> THE REQUEST
Locate every line in the listing that contains the word "sofa" and copy each such line.

> LISTED ENTRIES
+ + + + + + +
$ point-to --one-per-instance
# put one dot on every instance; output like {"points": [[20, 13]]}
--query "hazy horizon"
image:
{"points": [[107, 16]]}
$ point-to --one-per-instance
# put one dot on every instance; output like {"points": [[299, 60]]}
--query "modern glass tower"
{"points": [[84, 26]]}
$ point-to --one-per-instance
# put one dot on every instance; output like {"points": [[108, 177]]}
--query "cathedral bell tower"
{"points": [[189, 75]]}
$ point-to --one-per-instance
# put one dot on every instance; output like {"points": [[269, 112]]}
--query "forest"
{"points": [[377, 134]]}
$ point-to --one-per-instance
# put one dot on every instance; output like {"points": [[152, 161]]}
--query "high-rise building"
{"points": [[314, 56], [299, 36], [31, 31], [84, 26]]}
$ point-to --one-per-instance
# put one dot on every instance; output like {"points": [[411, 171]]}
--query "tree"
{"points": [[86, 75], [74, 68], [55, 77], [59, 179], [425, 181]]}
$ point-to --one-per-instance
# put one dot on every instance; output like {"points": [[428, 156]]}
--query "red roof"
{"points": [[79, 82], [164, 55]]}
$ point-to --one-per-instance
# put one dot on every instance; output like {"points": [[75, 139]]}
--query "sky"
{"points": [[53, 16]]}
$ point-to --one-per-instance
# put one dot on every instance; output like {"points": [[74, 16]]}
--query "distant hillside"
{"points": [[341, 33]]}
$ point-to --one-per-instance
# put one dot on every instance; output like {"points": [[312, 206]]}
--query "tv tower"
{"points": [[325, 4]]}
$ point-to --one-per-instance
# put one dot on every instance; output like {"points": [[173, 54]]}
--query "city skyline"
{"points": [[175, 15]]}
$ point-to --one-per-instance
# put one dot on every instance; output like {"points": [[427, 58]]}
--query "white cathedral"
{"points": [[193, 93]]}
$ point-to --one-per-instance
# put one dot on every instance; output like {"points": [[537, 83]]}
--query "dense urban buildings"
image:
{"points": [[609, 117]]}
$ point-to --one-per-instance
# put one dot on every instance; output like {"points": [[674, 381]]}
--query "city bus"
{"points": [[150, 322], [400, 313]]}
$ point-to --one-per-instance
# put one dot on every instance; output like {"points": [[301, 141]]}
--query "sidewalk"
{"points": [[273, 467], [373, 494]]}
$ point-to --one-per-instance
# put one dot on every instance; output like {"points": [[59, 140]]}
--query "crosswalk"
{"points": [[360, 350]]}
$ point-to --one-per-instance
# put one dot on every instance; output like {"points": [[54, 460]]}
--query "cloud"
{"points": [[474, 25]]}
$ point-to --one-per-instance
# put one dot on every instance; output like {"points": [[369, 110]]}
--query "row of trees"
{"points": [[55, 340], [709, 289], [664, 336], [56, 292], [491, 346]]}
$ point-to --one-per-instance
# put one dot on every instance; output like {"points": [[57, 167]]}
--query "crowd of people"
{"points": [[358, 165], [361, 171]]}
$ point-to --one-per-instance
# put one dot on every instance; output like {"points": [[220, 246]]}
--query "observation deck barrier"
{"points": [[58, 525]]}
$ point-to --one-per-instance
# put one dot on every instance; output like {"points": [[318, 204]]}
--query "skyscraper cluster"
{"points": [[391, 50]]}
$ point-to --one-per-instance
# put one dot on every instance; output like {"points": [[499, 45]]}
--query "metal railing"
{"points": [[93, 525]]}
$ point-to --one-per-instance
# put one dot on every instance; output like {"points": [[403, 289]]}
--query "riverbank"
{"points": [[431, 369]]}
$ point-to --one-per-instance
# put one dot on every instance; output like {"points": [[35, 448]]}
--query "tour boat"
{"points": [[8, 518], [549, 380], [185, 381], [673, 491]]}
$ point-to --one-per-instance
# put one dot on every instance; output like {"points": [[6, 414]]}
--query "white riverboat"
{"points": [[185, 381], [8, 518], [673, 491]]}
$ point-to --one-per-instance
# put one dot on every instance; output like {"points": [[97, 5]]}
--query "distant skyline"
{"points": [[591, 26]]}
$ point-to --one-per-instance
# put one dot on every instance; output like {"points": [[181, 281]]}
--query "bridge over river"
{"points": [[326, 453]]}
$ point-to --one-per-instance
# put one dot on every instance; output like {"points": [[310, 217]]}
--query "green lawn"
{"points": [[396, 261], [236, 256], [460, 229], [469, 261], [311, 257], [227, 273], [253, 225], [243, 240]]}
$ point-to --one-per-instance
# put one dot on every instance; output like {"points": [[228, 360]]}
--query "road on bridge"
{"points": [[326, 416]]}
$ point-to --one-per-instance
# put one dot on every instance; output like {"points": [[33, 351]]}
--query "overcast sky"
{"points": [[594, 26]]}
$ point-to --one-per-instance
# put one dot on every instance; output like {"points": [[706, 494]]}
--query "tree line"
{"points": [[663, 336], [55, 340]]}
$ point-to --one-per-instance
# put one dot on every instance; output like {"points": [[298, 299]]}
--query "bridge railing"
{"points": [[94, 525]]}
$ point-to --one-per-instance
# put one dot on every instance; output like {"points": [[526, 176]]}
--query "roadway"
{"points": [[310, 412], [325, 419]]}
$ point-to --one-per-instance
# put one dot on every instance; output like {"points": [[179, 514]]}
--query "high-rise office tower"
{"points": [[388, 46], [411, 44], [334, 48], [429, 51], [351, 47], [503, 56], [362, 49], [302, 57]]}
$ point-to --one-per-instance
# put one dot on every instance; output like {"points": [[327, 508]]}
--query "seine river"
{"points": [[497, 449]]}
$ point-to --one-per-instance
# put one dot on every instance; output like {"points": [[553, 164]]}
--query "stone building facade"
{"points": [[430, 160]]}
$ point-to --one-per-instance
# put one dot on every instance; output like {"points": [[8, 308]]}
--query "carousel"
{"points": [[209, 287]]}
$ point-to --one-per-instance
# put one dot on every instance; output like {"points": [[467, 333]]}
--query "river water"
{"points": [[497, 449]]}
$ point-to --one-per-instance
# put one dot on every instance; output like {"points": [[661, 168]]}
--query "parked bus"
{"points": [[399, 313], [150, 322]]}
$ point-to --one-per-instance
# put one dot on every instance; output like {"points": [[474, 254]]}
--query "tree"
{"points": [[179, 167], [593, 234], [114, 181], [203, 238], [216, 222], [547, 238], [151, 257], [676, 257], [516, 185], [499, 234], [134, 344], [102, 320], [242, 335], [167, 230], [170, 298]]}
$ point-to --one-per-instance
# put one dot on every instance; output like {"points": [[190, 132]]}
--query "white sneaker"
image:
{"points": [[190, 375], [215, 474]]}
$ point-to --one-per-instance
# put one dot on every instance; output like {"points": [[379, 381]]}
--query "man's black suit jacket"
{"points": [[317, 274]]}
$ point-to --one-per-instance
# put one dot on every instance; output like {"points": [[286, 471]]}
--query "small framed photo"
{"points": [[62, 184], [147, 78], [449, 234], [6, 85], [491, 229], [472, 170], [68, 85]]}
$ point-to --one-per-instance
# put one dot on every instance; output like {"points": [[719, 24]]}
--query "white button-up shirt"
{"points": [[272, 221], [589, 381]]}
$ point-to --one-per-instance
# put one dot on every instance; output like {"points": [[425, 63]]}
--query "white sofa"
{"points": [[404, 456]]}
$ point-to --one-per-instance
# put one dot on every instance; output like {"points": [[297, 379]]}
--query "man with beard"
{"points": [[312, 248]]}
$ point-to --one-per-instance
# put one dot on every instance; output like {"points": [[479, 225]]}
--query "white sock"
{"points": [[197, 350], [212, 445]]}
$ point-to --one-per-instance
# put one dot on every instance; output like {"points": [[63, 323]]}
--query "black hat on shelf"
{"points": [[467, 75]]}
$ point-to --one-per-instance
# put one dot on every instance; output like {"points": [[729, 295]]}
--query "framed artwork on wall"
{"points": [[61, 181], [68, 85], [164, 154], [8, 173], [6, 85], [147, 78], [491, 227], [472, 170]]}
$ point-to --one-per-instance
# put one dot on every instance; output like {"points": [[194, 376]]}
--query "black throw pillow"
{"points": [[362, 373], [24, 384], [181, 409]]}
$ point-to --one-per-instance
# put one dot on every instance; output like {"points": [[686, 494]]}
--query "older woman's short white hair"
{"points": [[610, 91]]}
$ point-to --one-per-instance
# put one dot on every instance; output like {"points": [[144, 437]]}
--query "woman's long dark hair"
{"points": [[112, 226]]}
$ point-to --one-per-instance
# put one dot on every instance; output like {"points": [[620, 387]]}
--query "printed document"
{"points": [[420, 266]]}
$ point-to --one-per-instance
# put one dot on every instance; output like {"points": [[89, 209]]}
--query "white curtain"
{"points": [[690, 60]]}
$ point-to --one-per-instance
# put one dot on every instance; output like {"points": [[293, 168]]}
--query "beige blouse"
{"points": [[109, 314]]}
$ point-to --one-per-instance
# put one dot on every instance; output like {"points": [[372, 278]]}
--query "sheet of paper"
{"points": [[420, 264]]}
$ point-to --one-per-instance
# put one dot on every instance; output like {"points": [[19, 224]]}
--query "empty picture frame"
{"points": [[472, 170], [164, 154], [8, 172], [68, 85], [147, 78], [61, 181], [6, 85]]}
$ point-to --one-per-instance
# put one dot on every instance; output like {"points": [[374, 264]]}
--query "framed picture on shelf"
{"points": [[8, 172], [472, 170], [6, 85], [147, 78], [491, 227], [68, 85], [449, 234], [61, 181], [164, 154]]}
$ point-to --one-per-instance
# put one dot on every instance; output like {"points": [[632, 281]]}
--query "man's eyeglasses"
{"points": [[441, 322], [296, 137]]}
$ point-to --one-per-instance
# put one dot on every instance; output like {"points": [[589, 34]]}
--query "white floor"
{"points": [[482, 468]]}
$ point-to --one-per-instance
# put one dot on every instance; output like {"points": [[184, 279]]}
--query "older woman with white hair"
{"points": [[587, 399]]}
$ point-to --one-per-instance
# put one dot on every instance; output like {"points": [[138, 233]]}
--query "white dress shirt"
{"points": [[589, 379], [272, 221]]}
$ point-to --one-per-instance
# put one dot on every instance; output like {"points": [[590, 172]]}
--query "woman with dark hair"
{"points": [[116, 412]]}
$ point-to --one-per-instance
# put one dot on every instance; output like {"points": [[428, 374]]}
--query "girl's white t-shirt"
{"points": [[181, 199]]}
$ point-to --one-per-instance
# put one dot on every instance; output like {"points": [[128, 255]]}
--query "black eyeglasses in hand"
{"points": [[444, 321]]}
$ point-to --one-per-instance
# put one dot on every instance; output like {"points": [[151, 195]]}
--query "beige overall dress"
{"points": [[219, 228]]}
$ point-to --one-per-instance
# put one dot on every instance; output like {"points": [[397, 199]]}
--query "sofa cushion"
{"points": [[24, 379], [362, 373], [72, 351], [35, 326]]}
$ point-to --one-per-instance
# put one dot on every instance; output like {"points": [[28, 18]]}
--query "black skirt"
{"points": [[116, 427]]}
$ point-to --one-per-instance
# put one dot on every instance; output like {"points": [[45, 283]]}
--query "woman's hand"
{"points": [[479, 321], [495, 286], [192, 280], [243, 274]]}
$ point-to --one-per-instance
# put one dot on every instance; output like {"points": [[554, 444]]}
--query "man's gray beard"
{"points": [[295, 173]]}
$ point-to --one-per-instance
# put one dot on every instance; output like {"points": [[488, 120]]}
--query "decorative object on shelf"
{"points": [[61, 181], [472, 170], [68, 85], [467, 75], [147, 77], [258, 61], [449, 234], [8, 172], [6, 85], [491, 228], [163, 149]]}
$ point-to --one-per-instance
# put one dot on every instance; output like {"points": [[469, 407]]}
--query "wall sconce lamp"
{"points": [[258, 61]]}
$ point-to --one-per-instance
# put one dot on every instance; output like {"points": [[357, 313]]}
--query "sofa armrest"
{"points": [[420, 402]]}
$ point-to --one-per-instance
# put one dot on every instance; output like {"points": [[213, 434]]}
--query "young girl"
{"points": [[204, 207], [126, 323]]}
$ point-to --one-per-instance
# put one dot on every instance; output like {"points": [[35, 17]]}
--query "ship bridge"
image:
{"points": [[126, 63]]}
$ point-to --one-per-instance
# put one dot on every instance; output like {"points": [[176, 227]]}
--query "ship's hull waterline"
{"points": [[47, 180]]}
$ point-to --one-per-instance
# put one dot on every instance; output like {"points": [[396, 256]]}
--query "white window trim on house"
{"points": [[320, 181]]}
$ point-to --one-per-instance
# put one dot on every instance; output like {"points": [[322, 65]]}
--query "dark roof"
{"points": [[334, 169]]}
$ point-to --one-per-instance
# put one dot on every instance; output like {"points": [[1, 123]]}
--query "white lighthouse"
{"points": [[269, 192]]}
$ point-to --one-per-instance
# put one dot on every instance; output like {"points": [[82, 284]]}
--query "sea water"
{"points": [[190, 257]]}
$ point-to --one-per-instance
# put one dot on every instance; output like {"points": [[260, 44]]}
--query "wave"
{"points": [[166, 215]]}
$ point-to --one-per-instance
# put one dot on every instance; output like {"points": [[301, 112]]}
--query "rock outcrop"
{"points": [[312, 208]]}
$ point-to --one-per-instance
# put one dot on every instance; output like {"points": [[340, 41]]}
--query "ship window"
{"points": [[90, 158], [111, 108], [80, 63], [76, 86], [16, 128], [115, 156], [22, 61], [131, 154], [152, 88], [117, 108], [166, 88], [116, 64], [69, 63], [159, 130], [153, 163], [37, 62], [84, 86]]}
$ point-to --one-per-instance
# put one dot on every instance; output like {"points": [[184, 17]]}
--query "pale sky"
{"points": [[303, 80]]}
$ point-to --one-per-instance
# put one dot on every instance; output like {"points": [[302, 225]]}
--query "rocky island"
+ + + + + + +
> EXERCISE SOLUTION
--query "white sofa"
--query "sofa cushion"
--query "sofa armrest"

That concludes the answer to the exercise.